Problem to work on =
Repeat exactly, and only, the lines from the line containing "query | pink flower" through the last line of the records below, including both.

Supplied information =
-- START --
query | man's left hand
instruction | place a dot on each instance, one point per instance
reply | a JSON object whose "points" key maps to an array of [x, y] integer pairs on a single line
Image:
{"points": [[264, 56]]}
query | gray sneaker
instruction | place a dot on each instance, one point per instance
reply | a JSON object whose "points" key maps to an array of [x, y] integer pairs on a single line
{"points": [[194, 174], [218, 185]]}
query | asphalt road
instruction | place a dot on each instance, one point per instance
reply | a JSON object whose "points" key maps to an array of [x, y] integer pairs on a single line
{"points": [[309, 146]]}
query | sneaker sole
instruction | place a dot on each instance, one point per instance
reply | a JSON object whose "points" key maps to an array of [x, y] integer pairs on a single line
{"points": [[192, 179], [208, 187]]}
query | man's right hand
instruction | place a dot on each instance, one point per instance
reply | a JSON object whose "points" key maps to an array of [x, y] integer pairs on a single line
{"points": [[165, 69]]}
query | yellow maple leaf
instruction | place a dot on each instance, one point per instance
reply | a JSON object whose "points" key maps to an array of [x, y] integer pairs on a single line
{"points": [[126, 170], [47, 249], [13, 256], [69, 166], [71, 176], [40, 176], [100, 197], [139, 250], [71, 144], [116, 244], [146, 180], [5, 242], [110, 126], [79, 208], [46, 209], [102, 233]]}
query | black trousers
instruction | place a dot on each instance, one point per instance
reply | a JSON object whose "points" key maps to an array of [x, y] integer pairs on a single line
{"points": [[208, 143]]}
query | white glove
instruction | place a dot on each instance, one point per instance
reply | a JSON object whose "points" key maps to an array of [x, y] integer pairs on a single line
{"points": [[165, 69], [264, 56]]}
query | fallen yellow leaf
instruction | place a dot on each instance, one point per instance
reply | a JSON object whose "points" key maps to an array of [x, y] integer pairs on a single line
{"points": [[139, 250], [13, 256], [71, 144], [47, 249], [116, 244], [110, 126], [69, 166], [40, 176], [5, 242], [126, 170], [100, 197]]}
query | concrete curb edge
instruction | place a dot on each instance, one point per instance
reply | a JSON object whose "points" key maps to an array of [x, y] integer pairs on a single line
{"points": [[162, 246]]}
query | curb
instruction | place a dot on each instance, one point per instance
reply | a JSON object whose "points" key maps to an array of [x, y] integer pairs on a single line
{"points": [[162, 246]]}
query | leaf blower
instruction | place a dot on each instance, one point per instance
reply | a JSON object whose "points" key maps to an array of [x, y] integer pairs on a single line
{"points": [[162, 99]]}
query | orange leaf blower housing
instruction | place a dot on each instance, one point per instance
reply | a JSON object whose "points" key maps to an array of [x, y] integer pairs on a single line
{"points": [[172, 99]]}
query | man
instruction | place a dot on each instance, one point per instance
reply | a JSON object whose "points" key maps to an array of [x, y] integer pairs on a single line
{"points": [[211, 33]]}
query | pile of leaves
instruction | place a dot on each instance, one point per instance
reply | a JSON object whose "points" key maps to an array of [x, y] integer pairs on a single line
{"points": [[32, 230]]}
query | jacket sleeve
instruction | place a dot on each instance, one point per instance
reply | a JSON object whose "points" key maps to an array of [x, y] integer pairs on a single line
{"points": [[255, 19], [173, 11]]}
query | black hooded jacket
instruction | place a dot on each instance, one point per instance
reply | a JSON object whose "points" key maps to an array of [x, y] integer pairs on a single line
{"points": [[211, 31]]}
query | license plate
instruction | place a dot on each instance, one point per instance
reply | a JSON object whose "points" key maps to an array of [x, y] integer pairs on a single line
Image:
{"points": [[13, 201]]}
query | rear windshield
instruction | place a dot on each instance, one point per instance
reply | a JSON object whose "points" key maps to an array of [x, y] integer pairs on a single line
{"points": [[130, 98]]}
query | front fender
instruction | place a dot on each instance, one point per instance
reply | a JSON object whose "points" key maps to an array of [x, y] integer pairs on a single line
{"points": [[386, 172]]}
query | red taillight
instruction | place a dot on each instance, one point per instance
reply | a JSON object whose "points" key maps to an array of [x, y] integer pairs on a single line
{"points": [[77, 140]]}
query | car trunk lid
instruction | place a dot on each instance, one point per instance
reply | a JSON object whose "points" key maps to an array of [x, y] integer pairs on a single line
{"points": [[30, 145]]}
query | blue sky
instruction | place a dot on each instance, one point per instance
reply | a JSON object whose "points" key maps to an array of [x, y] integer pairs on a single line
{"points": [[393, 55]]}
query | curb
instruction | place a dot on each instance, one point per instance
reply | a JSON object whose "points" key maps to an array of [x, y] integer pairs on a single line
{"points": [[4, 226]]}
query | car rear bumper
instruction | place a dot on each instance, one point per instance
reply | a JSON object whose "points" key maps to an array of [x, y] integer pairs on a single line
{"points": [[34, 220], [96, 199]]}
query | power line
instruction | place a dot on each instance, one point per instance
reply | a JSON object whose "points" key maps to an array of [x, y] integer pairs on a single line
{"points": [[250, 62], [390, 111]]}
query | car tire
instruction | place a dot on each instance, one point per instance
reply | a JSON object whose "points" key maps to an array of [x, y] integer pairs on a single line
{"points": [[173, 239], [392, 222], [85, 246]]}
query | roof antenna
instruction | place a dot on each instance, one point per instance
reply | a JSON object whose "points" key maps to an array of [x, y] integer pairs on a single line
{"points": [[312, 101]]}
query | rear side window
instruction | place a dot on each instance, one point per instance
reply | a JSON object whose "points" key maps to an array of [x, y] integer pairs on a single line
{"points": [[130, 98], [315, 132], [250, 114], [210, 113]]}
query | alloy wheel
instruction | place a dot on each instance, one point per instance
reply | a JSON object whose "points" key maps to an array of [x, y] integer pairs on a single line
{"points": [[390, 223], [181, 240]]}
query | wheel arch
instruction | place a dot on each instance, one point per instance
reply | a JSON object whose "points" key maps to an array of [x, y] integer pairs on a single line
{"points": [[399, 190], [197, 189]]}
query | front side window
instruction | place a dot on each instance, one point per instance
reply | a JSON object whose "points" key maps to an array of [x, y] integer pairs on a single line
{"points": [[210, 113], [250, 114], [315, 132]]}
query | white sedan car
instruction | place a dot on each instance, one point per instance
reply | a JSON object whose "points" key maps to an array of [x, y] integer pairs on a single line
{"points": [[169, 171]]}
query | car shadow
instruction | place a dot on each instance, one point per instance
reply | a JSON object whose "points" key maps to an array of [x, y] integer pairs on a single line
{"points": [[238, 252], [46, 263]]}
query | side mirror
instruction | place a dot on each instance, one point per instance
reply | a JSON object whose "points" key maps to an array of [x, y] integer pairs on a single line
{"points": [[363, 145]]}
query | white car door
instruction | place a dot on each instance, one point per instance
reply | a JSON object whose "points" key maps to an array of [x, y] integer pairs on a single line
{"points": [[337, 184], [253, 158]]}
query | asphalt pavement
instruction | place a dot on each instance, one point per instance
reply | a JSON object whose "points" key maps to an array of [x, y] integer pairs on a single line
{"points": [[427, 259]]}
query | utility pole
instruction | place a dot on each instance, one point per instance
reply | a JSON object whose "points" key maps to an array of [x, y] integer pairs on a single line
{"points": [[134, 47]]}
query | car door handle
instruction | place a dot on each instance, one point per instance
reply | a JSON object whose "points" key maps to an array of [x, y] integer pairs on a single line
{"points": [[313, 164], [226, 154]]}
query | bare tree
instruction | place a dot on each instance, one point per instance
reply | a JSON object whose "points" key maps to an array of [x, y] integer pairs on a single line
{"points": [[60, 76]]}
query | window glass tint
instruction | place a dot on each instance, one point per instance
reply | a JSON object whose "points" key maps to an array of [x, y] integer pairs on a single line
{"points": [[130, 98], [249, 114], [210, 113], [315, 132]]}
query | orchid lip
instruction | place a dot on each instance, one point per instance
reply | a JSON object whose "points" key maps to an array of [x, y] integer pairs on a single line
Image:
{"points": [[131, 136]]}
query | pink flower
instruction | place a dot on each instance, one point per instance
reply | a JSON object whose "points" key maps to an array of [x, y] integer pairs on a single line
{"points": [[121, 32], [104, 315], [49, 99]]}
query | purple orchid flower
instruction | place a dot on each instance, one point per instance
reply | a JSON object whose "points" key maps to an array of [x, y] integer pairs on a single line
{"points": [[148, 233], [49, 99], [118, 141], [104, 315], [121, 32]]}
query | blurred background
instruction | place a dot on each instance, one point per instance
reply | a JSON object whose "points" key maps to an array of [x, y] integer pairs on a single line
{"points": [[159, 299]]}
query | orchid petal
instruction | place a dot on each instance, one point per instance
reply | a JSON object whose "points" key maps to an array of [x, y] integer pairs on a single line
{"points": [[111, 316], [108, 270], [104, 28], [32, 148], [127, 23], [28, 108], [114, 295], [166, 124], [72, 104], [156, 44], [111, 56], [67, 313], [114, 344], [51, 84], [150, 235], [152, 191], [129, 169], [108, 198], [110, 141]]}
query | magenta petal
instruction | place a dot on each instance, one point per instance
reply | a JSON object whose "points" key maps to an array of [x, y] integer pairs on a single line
-- END --
Solution for this task =
query | pink flower
instruction | place a dot on each instance, one point per instance
reply | a JSON object whose "points" key maps to an array of [x, y] integer pairs on a single line
{"points": [[121, 32], [104, 315], [49, 99]]}
query | purple orchid flower
instruction | place a dot on each instance, one point per instance
reply | a JSON object whose "points" key maps to an array of [x, y] integer pairs on a single line
{"points": [[148, 233], [49, 99], [118, 141], [104, 315], [121, 32]]}
query | blurred background
instruction | place a dot on each instance, one point per instance
reply | a JSON object whose "points" key maps to an array of [x, y] integer pairs on a single line
{"points": [[159, 299]]}
query | orchid petal
instruction | place a dot on each instance, one point per instance
reply | a JSON object whose "points" key maps to an array of [x, y] integer pairs on a single line
{"points": [[111, 316], [108, 270], [104, 28], [32, 148], [127, 23], [28, 108], [114, 295], [166, 124], [72, 104], [156, 44], [111, 56], [67, 313], [114, 344], [51, 84], [150, 235], [152, 191], [129, 169], [108, 198], [110, 141]]}
query | magenta petal
instruction | place a dot on each instance, one point per instance
reply | a JSON object whose "points" key maps to an array of [x, y] integer pairs on a single line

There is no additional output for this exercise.